#### STATED EXERCISE
Format each line of the listing below as an item in a numbered list, skipping any blank lines. Leave the pictures out of your answer.

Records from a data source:
──────────

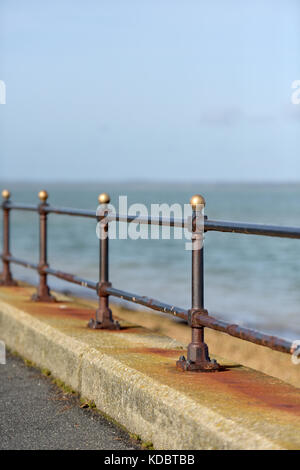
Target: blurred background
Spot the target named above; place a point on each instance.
(159, 100)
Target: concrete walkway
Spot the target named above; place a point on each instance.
(36, 414)
(131, 376)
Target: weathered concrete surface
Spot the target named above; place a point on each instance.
(131, 376)
(248, 354)
(37, 415)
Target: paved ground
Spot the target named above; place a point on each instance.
(36, 414)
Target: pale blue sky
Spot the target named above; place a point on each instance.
(152, 89)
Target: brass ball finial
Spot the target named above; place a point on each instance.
(43, 195)
(103, 198)
(5, 194)
(197, 200)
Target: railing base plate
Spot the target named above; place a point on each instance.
(106, 325)
(8, 283)
(204, 366)
(43, 298)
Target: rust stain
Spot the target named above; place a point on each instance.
(250, 389)
(160, 351)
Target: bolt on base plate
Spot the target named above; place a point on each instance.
(9, 283)
(106, 325)
(203, 366)
(43, 298)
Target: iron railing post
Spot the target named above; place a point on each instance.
(197, 354)
(43, 291)
(6, 278)
(104, 318)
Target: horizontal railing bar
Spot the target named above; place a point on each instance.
(247, 334)
(147, 302)
(22, 207)
(70, 211)
(71, 278)
(209, 225)
(169, 222)
(208, 321)
(252, 229)
(21, 262)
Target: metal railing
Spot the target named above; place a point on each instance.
(197, 317)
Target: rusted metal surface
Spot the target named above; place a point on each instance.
(43, 291)
(148, 302)
(6, 278)
(252, 229)
(197, 317)
(104, 318)
(198, 359)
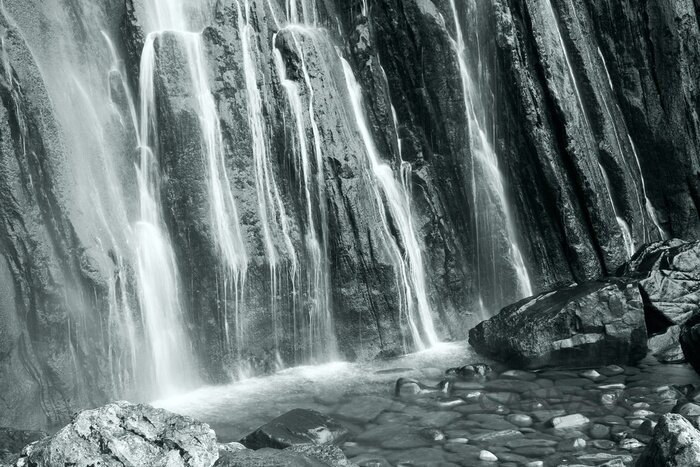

──────────

#### THE OUTPUT
1. Target: blurred background
2. Spot the target named above; place a point on each instance.
3. (159, 100)
4. Target: concrete walkway
5. Spot the target named above; place a point on each instance.
6. (36, 414)
7. (131, 376)
8. Target: weathered concrete surface
9. Spot the target named above; place a point on each instance.
10. (131, 376)
11. (248, 354)
12. (37, 415)
13. Target: paved ground
14. Spot the target named above; place a point on each instance.
15. (36, 414)
16. Target: pale blue sky
17. Spot the target named above; place a point on each instance.
18. (152, 89)
19. Target: brass ball finial
20. Spot the target named above; place a point on each instance.
21. (43, 195)
22. (103, 198)
23. (5, 194)
24. (197, 200)
25. Target: railing base plate
26. Spot the target named above; place a point on each instance.
27. (106, 325)
28. (8, 283)
29. (204, 366)
30. (43, 298)
31. Target: rust stain
32. Spot the target named above; place a point on each instance.
33. (250, 389)
34. (160, 351)
35. Target: bolt on base plate
36. Spot the target named above; place a point on each instance.
37. (9, 283)
38. (106, 325)
39. (203, 366)
40. (43, 298)
41. Target: iron railing post
42. Spot the target named above; place a point on each instance.
43. (197, 354)
44. (43, 291)
45. (6, 278)
46. (104, 318)
47. Target: horizontal railing bar
48. Spot the target named above; place a point on each instance.
49. (247, 334)
50. (147, 302)
51. (22, 207)
52. (70, 211)
53. (71, 278)
54. (209, 225)
55. (169, 222)
56. (208, 321)
57. (252, 229)
58. (21, 262)
59. Target: metal railing
60. Spot the target named above; place a point on each instance.
61. (197, 317)
62. Target: rusted metal surface
63. Spot the target named above; place a point on each instance.
64. (43, 291)
65. (148, 302)
66. (6, 278)
67. (252, 229)
68. (197, 317)
69. (104, 318)
70. (198, 359)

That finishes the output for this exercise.